- **Goal a**: From the excerpt on the contested regulation, reproduce word for word the text between "In so far as" and "T‑251/18, EU:T:2020:89, paragraph 35).", inclusive.
————————
In that regard, it must be observed that, unlike a decision concluding an international agreement, such as the contested decision in Case T‑344/19, the contested regulation, which was adopted in order to implement the agreement at issue in the European Union, is not a constituent element of the expression of the joint intentions of subjects of international law, but an act of general application adopted within the framework of the European Union’s internal competences, which is binding in its entirety and directly applicable in all Member States, in accordance with the definition of the term ‘regulation’ in the second paragraph of Article 288 TFEU.

381

In so far as it allocates the fishing opportunities provided for in Article 3 of the implementation protocol, the contested regulation applies to objectively determined situations and has legal effects for categories of persons envisaged generally and in the abstract (see, to that effect and by analogy, judgment of 10 March 2020, IFSUA v Council, T‑251/18, EU:T:2020:89, paragraph 35).

382

The contested regulation is based on Article 43(3) TFEU, which refers neither to the ordinary legislative procedure, nor to the special legislative procedure and, in addition, provides for the adoption of measures by the Council without mentioning the participation of the Parliament. Such a regulation therefore cannot constitute a legislative act (see, to that effect, judgment of 6 September 2017, Slovakia and Hungary v Council, C‑643/15 and C‑647/15, EU:C:2017:631, paragraphs 58 to 62). Consequently, such an act of general application, which is not a legislative act, is a regulatory act, which merely requires verification, in accordance with the third limb of the fourth paragraph of Article 263 TFEU, that it is of direct concern to the applicant and does not entail implementing measures (see, to that effect, judgments of 6 November 2018, Scuola Elementare Maria Montessori v Commission, Commission v Scuola Elementare Maria MontessoriandCommission v Ferracci, C‑622/16 P to C‑624/16 P, EU:C:2018:873, paragraphs 22 and 28 and of 10 March 2020, IFSUA v Council, T‑251/18, EU:T:2020:89, paragraphs 32 to 36 and the case-law cited).
————————
- **Goal b**: Give every line of the listing below again, requests included. Multiply each coordinate in the answers by 0.25 and round it to a whole number, with halves rounded up, and leave out the pictures.

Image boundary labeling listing
————————
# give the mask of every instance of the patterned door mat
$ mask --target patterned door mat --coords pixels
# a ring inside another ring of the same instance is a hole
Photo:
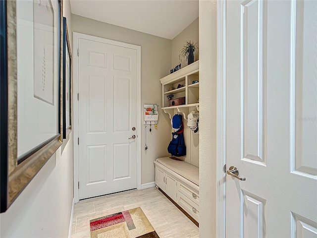
[[[91,238],[159,238],[141,207],[90,221]]]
————————
- **Exercise solution a**:
In so far as it allocates the fishing opportunities provided for in Article 3 of the implementation protocol, the contested regulation applies to objectively determined situations and has legal effects for categories of persons envisaged generally and in the abstract (see, to that effect and by analogy, judgment of 10 March 2020, IFSUA v Council, T‑251/18, EU:T:2020:89, paragraph 35).

- **Exercise solution b**:
# give the mask of every instance of the patterned door mat
$ mask --target patterned door mat --coords pixels
# a ring inside another ring of the same instance is a hole
Photo:
[[[23,60],[40,60],[35,52],[23,55]]]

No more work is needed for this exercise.